Directions ->
Please restate word for word the lines of the entries below from the one with "looking at the image above, help me find the dog's ear?" to the one with "looking at the image above, help me find the bare shoulder?", inclusive, and leave out every picture.

Stored data ->

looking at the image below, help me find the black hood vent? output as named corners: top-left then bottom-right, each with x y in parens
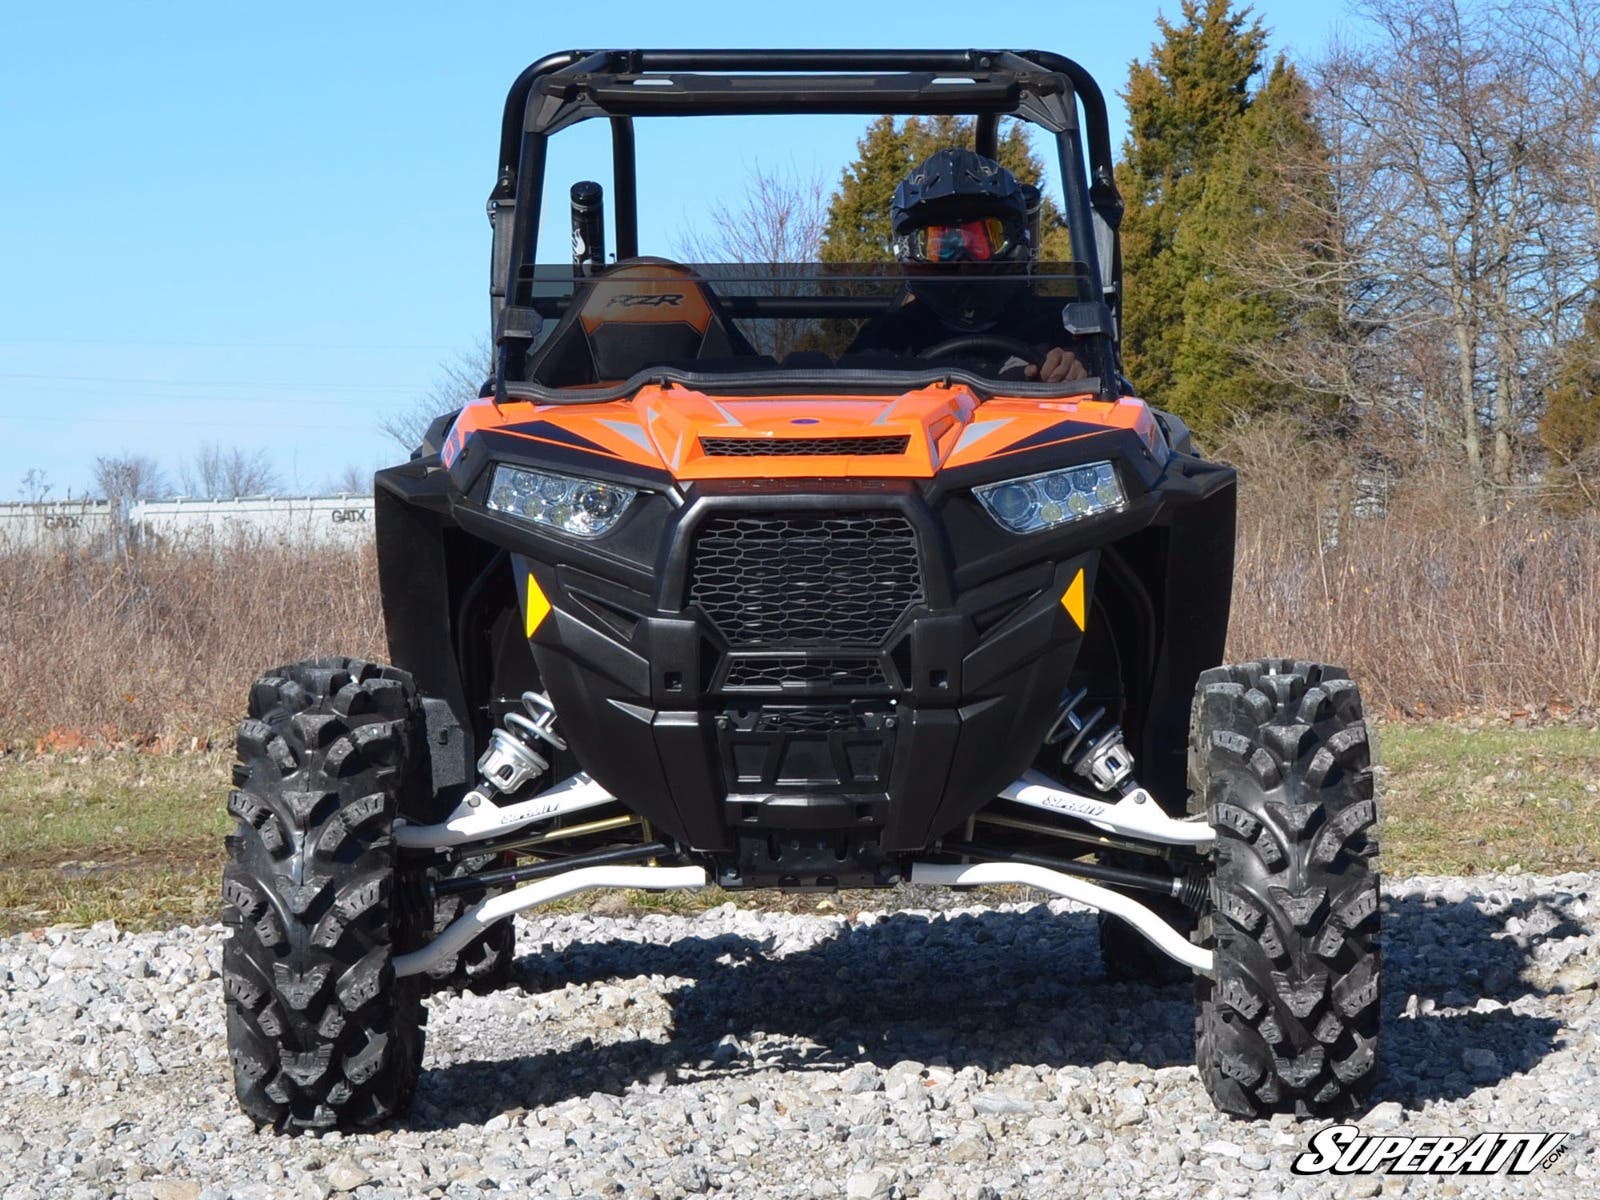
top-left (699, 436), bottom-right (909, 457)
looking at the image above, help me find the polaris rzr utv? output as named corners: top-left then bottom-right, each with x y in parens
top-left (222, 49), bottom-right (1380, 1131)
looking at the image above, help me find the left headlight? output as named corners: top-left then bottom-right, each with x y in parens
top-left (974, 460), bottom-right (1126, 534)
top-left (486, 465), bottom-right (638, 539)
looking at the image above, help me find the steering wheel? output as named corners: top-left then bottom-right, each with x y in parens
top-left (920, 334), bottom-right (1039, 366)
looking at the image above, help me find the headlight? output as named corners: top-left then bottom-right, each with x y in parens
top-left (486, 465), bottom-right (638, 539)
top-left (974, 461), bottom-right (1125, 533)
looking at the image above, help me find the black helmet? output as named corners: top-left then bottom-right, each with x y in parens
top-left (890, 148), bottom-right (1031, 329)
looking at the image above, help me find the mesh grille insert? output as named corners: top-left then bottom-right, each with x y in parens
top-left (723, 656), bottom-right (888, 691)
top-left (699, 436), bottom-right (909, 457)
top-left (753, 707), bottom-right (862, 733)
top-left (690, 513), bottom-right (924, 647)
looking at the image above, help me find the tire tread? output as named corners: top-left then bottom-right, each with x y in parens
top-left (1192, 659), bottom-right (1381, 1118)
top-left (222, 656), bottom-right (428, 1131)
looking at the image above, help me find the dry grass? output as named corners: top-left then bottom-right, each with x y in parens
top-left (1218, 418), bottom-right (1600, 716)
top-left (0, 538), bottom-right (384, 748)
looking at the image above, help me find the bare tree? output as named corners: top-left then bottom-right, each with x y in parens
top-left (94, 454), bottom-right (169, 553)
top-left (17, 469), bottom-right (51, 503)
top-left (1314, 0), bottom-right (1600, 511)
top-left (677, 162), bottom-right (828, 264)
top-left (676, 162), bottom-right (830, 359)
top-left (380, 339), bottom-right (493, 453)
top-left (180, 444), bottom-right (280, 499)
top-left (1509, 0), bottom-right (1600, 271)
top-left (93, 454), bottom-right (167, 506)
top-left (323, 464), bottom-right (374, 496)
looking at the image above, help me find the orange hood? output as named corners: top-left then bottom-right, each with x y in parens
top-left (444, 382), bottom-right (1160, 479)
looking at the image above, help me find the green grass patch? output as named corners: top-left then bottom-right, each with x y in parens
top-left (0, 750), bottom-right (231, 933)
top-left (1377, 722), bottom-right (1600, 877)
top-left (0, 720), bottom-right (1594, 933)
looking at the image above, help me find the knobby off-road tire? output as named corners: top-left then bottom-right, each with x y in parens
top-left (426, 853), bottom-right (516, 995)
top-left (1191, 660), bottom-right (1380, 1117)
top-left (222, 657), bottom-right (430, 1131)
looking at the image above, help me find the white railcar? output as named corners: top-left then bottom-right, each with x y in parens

==

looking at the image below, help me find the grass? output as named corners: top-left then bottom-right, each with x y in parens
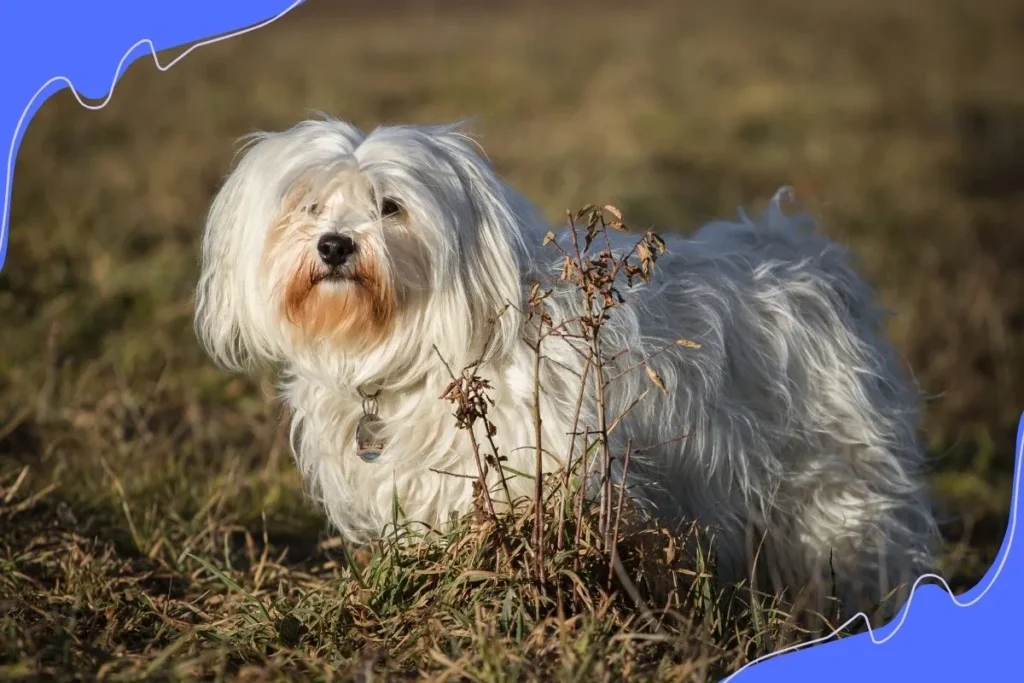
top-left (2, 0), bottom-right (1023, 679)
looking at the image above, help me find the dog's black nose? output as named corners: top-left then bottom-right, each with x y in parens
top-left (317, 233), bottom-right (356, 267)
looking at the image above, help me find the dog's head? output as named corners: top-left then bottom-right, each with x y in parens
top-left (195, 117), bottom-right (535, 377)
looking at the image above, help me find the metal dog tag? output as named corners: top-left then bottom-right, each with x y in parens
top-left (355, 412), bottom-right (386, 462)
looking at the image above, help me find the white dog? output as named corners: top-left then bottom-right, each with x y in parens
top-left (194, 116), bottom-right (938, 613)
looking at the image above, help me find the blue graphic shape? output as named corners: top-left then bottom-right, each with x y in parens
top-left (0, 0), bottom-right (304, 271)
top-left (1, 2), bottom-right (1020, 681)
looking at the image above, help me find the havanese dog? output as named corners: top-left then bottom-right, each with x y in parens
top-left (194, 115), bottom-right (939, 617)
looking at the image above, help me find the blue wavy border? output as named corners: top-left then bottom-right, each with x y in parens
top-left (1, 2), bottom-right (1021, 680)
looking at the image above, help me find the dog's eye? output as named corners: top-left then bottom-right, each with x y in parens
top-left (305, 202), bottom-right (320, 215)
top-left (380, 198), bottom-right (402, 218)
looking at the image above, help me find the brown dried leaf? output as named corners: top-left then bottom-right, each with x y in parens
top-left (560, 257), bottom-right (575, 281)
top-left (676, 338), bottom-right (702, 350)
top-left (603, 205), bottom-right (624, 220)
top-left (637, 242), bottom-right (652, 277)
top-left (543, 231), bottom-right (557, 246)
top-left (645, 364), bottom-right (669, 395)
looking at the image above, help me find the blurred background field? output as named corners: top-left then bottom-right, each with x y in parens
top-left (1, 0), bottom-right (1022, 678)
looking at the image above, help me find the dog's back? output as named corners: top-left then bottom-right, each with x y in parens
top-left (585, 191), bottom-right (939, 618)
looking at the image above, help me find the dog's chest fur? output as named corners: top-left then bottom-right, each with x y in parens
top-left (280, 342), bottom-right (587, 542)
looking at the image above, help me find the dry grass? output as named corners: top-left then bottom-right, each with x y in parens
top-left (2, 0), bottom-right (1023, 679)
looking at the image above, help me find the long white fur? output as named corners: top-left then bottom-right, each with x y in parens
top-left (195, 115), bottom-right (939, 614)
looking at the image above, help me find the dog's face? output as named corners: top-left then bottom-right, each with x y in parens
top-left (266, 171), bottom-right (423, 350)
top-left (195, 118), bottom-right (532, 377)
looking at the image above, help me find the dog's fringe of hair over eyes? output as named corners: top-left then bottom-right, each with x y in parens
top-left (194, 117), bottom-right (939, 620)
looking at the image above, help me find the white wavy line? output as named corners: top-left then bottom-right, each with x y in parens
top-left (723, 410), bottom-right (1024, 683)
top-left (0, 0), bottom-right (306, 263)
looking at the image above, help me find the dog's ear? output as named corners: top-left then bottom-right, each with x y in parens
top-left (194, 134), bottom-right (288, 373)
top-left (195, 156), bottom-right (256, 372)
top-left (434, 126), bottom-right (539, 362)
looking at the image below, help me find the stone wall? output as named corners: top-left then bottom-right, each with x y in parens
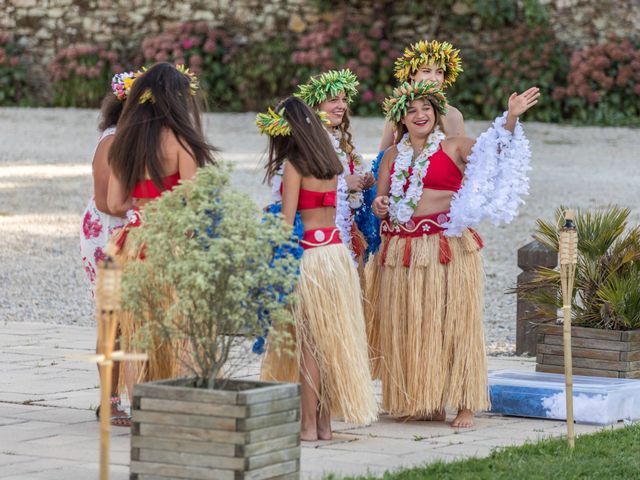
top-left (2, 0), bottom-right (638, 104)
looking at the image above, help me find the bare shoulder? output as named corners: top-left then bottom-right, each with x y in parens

==

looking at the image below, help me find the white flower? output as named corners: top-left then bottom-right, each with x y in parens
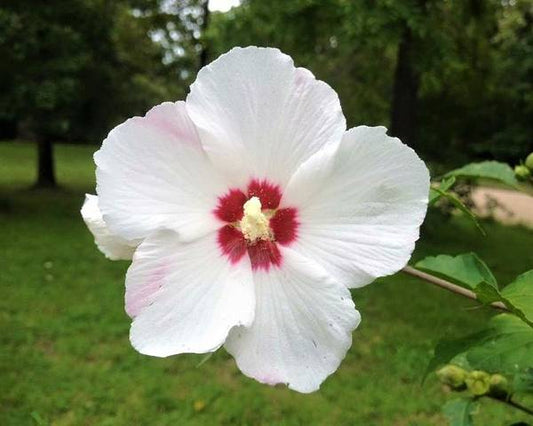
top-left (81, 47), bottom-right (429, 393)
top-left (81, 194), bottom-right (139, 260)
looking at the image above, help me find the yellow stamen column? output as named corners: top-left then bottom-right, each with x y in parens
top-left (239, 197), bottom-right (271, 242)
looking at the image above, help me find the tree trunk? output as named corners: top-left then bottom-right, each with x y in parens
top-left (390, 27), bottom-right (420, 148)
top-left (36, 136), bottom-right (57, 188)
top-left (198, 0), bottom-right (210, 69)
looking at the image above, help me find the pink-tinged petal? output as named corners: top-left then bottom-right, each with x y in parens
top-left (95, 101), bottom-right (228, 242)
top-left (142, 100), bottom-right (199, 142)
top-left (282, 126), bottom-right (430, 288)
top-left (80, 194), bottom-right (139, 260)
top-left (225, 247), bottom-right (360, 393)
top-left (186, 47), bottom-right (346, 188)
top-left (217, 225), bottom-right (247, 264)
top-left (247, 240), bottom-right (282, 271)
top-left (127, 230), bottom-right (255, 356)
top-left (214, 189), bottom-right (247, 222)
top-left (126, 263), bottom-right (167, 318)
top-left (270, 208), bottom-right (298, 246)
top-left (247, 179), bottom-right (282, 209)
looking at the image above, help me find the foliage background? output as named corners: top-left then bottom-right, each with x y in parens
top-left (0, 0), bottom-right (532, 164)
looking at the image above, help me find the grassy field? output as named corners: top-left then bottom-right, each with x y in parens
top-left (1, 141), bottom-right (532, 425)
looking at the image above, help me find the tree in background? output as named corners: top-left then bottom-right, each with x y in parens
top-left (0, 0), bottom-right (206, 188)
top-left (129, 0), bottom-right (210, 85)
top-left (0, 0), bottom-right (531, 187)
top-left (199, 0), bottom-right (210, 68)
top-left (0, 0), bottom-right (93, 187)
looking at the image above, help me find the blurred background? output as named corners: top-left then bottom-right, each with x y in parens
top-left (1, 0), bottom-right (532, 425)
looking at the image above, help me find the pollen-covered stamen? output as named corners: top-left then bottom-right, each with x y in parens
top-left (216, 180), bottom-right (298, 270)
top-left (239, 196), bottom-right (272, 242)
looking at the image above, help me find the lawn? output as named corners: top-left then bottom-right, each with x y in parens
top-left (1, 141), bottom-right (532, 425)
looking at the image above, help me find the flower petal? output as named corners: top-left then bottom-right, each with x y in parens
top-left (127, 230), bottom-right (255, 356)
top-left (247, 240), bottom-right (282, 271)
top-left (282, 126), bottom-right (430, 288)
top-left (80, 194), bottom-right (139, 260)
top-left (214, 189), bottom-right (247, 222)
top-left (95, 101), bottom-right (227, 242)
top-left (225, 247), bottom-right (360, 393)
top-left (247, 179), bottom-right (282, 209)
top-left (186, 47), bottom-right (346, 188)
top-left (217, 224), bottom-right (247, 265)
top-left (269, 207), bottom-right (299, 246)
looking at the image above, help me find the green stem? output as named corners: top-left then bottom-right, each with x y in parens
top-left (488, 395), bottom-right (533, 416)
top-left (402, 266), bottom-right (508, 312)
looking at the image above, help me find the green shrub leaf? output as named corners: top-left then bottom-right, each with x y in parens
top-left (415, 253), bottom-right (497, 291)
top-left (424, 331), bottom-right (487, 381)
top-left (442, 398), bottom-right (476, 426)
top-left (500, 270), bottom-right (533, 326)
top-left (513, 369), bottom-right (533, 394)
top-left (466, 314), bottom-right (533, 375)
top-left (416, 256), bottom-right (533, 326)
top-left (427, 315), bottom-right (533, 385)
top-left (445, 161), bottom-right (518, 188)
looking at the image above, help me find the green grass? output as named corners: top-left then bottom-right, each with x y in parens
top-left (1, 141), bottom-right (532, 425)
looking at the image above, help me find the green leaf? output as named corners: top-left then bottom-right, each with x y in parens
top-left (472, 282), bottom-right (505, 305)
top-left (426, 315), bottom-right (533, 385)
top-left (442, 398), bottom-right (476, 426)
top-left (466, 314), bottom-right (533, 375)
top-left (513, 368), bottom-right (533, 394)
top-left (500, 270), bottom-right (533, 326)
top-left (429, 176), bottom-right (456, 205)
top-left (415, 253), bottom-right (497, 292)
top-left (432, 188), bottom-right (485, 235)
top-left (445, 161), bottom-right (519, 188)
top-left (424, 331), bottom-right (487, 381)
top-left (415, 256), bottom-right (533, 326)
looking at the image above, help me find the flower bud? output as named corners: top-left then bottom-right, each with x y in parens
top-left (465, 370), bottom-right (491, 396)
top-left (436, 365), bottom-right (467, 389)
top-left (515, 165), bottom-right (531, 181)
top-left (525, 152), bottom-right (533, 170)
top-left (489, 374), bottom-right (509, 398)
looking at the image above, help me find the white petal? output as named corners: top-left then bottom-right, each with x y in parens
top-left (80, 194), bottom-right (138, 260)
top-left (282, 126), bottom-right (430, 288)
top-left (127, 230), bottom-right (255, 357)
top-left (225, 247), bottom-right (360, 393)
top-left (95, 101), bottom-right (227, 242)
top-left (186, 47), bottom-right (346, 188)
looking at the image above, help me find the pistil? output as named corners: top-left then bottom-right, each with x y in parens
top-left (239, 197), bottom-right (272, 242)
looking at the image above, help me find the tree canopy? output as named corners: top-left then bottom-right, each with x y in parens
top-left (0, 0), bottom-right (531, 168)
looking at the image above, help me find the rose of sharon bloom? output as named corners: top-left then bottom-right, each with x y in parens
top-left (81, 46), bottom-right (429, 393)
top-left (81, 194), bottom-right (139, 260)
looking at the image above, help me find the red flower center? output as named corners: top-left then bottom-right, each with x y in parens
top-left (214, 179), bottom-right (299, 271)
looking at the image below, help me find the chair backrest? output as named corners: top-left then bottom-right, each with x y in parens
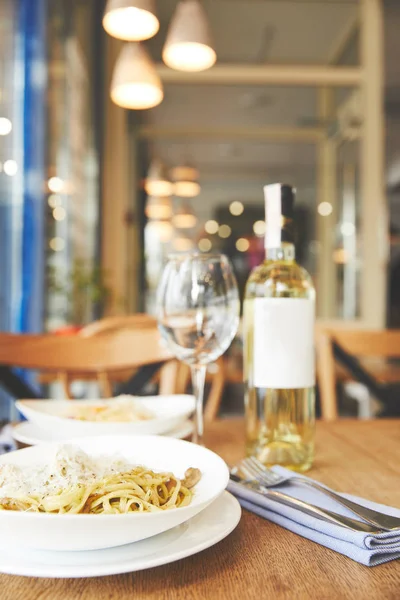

Answer section ->
looking at the image above, help me find the dog's ear? output as named corners: top-left then bottom-right, each with x y in parens
top-left (194, 134), bottom-right (288, 373)
top-left (195, 156), bottom-right (256, 372)
top-left (434, 126), bottom-right (539, 362)
looking at the image below, help me find the stone wall? output as named corners: top-left then bottom-right, each with x y in parens
top-left (2, 0), bottom-right (638, 104)
looking at the image above, help me find the bare shoulder? output as named corners: top-left then bottom-right, each with x y in parens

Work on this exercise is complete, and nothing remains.